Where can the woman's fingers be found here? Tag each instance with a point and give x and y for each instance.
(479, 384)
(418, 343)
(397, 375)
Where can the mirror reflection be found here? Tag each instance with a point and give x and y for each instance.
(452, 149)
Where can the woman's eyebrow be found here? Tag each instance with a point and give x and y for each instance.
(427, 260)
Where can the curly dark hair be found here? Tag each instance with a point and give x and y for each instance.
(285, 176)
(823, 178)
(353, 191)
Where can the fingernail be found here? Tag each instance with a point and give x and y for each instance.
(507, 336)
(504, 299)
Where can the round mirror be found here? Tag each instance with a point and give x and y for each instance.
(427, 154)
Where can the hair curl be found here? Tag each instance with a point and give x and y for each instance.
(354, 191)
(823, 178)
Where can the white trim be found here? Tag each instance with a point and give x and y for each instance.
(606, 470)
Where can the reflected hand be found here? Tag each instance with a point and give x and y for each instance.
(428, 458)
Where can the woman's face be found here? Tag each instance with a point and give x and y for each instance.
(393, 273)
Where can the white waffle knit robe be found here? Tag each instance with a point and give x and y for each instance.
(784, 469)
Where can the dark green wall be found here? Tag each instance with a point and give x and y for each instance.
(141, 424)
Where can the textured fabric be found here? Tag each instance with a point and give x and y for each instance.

____

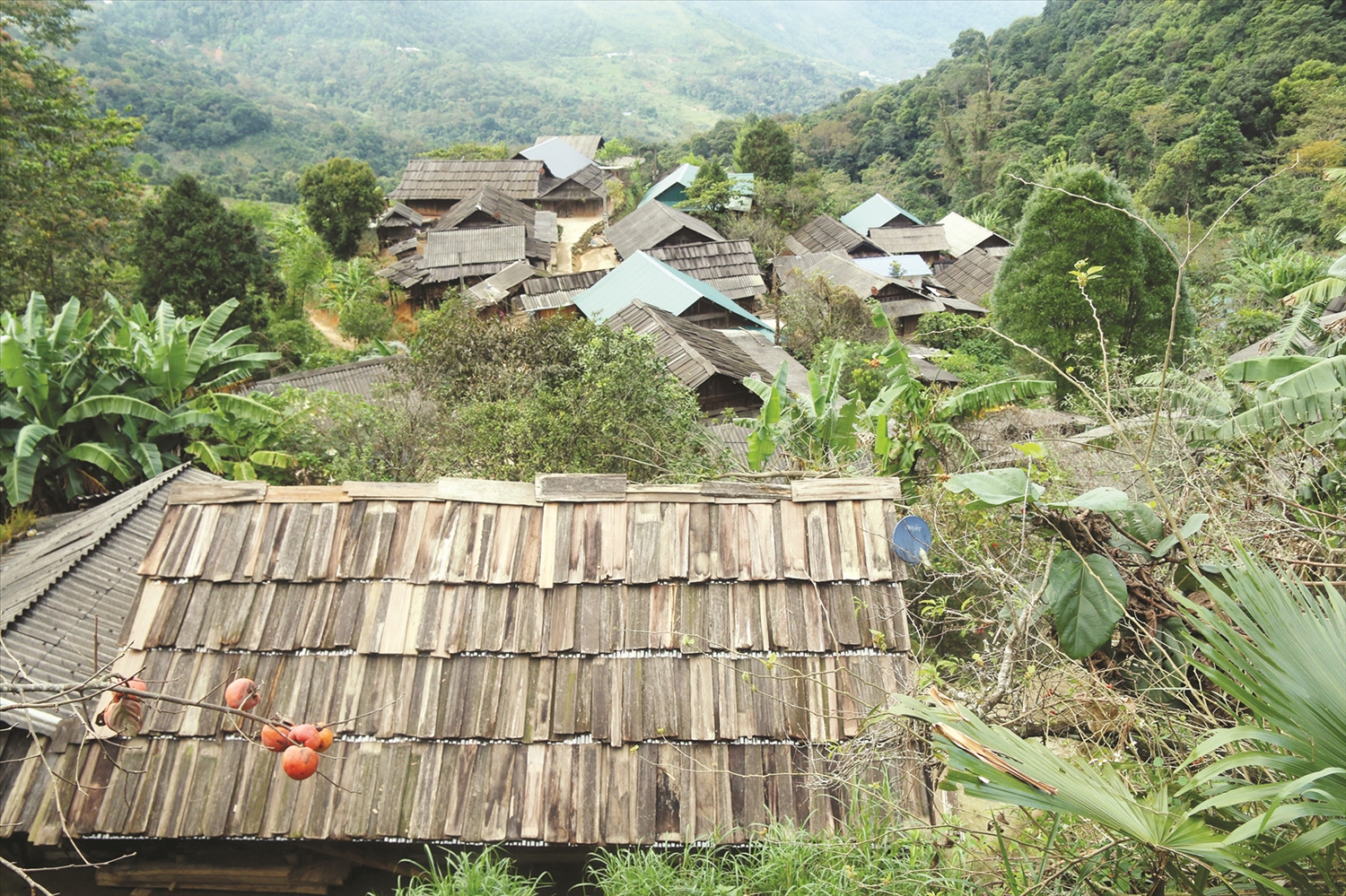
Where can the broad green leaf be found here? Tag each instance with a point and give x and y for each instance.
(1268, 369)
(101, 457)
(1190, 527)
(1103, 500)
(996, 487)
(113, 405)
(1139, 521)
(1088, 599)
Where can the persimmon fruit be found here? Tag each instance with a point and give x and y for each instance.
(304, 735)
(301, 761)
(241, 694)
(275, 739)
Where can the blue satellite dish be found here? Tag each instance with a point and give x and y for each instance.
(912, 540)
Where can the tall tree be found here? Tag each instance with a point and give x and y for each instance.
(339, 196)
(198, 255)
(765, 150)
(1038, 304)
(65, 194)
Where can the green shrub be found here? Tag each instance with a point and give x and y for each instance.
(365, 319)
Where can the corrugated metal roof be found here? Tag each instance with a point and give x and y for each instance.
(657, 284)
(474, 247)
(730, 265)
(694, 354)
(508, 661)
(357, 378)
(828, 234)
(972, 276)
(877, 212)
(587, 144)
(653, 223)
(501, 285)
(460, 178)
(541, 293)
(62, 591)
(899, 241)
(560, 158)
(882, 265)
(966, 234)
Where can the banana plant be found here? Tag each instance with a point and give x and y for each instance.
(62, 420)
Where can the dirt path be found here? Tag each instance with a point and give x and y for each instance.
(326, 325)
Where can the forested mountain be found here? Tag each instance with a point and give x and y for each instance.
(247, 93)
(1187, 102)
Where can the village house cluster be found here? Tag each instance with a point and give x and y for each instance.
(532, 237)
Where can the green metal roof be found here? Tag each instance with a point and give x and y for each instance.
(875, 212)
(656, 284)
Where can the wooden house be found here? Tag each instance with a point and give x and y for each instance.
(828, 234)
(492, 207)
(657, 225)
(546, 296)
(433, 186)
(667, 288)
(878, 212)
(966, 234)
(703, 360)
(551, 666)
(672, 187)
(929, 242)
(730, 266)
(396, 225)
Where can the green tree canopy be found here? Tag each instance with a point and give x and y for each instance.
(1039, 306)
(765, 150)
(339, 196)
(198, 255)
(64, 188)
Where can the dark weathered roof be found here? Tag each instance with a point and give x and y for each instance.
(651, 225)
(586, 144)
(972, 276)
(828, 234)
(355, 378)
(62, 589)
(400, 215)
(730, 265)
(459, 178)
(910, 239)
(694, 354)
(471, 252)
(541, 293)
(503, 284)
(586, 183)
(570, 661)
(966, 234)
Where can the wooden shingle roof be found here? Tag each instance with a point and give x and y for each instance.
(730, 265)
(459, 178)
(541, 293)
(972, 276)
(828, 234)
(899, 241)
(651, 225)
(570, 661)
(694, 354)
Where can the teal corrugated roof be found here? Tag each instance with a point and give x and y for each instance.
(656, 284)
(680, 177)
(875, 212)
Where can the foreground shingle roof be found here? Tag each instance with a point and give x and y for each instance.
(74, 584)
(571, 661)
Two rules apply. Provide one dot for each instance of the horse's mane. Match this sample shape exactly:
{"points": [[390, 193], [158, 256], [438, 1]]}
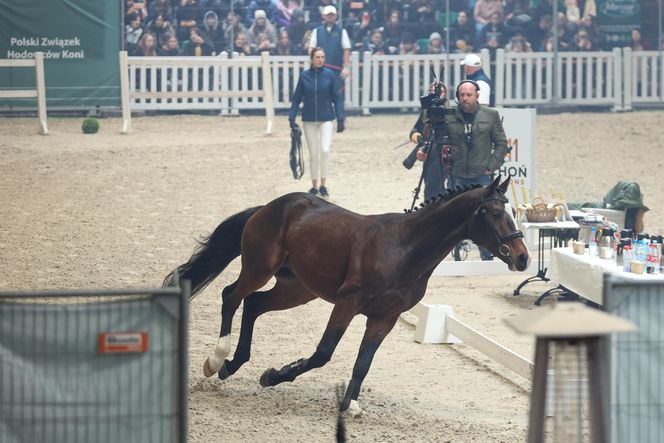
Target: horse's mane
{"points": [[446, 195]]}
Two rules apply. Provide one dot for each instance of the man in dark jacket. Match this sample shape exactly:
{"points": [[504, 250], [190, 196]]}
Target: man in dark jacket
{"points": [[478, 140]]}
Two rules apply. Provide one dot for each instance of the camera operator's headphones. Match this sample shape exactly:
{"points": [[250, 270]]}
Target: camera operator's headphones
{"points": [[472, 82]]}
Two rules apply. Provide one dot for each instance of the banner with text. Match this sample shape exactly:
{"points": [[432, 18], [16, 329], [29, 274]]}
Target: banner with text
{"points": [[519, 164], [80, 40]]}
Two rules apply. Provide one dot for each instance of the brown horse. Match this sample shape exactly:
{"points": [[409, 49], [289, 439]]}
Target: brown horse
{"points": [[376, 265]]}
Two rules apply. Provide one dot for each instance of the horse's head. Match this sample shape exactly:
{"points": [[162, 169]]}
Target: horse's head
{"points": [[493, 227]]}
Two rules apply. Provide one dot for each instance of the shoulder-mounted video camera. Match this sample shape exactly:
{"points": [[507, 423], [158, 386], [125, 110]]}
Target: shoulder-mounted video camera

____

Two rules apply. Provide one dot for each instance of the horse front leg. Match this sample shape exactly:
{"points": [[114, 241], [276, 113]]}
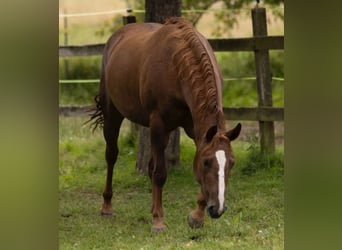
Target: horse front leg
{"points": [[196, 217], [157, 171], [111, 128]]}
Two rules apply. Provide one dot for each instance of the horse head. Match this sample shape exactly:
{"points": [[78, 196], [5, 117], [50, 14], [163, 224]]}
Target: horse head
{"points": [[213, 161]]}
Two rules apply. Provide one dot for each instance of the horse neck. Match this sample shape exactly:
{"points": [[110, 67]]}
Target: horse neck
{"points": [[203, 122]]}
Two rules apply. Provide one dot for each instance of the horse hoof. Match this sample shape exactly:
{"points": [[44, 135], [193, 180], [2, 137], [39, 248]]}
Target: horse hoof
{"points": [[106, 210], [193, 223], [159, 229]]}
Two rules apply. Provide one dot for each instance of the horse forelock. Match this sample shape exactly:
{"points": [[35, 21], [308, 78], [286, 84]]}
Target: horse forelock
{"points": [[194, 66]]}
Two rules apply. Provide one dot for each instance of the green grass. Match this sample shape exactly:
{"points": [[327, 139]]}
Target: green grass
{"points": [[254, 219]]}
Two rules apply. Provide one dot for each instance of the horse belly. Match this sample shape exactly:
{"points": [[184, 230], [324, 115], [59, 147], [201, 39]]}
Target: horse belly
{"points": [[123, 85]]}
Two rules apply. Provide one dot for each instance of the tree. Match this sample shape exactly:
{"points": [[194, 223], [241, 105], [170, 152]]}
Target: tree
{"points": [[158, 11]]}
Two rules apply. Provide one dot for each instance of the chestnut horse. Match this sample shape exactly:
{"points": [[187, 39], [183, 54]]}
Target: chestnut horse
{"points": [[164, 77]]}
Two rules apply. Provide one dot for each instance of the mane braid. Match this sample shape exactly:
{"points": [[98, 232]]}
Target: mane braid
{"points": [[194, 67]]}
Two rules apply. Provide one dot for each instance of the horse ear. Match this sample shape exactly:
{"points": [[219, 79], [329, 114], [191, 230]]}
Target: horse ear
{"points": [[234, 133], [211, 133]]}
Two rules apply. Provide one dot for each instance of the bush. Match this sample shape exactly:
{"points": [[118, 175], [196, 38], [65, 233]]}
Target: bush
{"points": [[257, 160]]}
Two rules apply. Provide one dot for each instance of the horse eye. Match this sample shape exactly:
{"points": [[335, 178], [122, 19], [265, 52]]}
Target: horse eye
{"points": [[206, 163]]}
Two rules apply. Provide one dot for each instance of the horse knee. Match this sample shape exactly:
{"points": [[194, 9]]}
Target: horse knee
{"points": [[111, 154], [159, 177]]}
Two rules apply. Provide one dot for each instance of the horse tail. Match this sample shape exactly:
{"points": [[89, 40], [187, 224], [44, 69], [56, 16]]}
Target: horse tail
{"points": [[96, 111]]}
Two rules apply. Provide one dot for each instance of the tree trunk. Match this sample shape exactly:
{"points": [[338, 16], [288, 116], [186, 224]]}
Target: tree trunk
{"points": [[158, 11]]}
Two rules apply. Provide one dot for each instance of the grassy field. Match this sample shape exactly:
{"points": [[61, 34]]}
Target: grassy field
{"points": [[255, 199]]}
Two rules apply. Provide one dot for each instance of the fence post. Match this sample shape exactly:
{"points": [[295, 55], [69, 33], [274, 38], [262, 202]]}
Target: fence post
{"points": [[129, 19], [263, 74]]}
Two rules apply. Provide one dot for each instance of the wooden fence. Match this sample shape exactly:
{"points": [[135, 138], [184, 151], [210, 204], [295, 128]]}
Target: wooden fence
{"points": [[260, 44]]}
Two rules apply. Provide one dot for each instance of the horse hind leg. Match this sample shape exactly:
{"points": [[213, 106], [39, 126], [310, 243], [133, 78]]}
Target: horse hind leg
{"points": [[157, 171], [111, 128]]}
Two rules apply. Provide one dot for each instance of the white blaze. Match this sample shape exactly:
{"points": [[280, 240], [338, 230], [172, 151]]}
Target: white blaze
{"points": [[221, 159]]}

____

> **EXERCISE DETAILS**
Repeat the listing above verbatim, from the line with "Where can the corrugated" up to and including the line with "(1187, 102)".

> **OUTPUT FOR THIS TASK**
Where can the corrugated metal roof be found here? Tag each instance with a point and give x and y for each instance.
(657, 284)
(474, 247)
(730, 265)
(694, 354)
(508, 661)
(357, 378)
(828, 234)
(972, 276)
(877, 212)
(587, 144)
(653, 223)
(501, 285)
(460, 178)
(541, 293)
(62, 591)
(899, 241)
(560, 158)
(882, 265)
(966, 234)
Where can the banana plant be found here? Tag each instance with a point and give x and y for each instance.
(62, 420)
Where can the dirt path be found here? Tag each instance with a point and give x and y for each instance.
(326, 325)
Where can the forested mountain be found here? Tag each instance with a point and give x and y for each instance.
(247, 93)
(1187, 102)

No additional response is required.